-------- THE INPUT

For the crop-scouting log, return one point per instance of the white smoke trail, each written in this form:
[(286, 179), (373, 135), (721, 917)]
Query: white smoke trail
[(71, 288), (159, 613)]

----------------
-------- THE INPUT

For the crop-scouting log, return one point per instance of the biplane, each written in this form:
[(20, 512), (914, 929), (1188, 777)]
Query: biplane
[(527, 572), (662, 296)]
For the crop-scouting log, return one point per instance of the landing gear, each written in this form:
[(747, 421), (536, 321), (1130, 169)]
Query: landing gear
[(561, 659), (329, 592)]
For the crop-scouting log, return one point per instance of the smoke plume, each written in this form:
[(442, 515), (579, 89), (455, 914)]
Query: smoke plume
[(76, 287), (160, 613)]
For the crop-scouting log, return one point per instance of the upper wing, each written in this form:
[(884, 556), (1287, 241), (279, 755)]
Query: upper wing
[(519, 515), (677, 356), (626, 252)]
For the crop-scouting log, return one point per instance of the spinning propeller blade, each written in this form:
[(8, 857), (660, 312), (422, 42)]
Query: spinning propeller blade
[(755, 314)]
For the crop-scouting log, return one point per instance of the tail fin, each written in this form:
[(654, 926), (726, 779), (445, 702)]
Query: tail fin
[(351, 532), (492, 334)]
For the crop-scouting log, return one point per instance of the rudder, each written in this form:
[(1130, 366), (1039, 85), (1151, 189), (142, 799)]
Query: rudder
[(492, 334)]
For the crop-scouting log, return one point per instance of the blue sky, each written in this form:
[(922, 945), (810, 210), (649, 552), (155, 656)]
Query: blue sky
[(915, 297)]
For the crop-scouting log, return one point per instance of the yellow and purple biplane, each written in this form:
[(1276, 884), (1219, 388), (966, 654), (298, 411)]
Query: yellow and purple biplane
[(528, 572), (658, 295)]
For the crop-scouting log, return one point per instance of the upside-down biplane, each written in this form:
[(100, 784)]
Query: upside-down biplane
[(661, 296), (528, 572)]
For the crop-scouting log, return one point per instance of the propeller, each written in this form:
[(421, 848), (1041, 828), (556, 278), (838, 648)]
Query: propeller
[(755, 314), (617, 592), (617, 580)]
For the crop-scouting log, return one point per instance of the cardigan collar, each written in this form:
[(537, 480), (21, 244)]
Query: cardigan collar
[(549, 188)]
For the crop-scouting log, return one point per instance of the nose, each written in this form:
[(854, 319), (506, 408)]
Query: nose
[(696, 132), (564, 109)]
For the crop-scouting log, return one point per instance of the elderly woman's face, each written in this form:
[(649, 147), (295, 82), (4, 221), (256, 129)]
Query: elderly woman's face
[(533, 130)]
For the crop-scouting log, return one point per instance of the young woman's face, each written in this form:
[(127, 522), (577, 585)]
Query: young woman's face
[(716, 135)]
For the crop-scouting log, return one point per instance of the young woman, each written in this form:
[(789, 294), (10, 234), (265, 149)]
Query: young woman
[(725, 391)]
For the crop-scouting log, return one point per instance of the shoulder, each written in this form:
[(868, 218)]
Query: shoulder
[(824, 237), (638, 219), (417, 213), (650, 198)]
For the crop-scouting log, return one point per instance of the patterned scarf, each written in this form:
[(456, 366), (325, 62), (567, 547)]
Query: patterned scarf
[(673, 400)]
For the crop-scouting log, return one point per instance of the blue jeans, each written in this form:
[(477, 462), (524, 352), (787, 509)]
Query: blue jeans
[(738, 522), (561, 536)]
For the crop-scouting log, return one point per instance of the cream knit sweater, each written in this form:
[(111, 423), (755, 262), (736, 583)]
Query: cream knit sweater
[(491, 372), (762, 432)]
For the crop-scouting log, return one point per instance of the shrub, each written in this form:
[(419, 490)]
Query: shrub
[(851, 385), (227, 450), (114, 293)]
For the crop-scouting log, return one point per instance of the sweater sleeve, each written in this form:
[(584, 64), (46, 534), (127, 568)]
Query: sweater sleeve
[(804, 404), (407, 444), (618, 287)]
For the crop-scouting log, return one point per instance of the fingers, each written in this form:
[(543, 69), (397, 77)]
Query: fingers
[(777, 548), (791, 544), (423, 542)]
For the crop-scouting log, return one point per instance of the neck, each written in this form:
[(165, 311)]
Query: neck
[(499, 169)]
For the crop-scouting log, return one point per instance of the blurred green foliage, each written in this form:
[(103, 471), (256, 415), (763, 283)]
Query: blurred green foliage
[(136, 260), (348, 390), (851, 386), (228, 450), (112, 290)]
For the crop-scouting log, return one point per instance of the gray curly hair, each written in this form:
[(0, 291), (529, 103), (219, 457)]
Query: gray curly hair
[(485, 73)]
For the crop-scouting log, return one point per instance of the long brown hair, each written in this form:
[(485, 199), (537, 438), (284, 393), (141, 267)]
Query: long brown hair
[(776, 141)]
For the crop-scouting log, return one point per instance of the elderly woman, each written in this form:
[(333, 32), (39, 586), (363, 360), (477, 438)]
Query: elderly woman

----------------
-------- THE INPUT

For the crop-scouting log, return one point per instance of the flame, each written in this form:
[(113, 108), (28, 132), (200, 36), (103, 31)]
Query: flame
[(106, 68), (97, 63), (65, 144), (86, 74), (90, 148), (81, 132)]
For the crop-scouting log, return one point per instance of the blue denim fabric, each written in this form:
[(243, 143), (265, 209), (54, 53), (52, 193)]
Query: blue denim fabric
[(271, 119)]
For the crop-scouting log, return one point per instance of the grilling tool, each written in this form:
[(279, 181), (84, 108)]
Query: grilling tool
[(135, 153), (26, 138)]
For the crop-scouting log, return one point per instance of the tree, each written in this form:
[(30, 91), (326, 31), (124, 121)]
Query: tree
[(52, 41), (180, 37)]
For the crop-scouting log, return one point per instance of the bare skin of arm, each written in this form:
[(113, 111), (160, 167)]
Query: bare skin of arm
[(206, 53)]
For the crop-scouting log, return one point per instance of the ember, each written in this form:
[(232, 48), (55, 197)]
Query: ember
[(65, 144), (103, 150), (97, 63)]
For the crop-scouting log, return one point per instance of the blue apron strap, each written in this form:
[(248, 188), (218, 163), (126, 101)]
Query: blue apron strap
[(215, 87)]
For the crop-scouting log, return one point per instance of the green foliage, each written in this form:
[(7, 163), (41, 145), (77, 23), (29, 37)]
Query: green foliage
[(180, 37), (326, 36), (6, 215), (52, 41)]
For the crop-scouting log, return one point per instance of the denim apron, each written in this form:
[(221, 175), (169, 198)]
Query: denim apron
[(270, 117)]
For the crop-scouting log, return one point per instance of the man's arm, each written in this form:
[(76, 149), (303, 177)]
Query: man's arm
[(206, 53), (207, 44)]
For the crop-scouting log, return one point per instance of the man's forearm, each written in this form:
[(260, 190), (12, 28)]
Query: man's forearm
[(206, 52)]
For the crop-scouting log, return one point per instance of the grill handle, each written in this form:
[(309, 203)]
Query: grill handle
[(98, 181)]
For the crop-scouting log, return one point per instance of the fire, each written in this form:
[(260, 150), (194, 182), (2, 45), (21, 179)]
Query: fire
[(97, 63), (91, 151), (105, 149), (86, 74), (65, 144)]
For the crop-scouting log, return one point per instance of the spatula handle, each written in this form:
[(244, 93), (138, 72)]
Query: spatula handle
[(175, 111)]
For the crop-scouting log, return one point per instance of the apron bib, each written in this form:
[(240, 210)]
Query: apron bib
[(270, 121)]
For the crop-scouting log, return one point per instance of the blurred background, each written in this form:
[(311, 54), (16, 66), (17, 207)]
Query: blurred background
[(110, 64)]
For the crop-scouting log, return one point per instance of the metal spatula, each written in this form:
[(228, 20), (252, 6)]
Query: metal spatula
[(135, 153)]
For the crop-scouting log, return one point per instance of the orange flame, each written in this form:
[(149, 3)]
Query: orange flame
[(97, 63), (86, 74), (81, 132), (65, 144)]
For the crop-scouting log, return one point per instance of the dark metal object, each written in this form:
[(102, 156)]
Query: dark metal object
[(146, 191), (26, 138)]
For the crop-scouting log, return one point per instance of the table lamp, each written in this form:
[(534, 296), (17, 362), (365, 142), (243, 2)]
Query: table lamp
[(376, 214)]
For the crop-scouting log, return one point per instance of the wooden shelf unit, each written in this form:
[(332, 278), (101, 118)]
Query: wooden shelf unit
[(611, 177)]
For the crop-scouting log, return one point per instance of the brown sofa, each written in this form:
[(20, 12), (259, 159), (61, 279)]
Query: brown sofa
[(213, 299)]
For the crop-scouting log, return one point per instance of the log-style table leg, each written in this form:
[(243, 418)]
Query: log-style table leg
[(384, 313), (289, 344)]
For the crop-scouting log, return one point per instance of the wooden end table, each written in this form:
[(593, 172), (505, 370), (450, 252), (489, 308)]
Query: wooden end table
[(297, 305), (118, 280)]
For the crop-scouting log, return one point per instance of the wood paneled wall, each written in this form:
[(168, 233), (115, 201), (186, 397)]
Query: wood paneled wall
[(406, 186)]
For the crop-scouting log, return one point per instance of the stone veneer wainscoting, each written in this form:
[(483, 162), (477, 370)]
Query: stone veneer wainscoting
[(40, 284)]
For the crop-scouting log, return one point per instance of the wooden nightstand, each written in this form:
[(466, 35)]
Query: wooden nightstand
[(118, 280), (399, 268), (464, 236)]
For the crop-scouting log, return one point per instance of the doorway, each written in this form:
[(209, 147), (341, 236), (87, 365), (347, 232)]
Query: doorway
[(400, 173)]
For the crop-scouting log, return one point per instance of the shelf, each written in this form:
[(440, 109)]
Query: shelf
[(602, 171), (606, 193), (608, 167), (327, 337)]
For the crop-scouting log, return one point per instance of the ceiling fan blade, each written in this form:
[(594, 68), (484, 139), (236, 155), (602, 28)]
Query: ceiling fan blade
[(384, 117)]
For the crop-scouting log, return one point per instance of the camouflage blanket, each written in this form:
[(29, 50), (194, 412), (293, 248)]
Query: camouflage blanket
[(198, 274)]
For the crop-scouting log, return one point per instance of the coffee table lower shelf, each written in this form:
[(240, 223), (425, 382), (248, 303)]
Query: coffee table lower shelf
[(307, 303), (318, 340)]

----------------

- [SHORT EXERCISE]: Rewrite the lines from the line with "the blue denim" up to and including the line with "[(271, 119)]" as a JSON list of strings, one string per line, leaving out any blank lines.

- [TASK ANSWER]:
[
  "For the crop-scouting log, return one point per instance of the blue denim fabric, each written in this form:",
  "[(243, 143), (265, 209), (54, 53), (52, 193)]",
  "Query: blue denim fabric",
  "[(271, 119)]"
]